*Task brief*. Copy every one of the records below verbatim, keeping each line unchanged.

◇ ◇ ◇ ◇ ◇ ◇ ◇

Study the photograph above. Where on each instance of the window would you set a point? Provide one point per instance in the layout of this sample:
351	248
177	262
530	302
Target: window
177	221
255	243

◇ ◇ ◇ ◇ ◇ ◇ ◇

*Task output*.
Study the photograph above. Where on each instance of the window would you set a point? Provide one point per instance in the layout of this sample:
351	248
177	262
530	302
Target: window
177	221
255	243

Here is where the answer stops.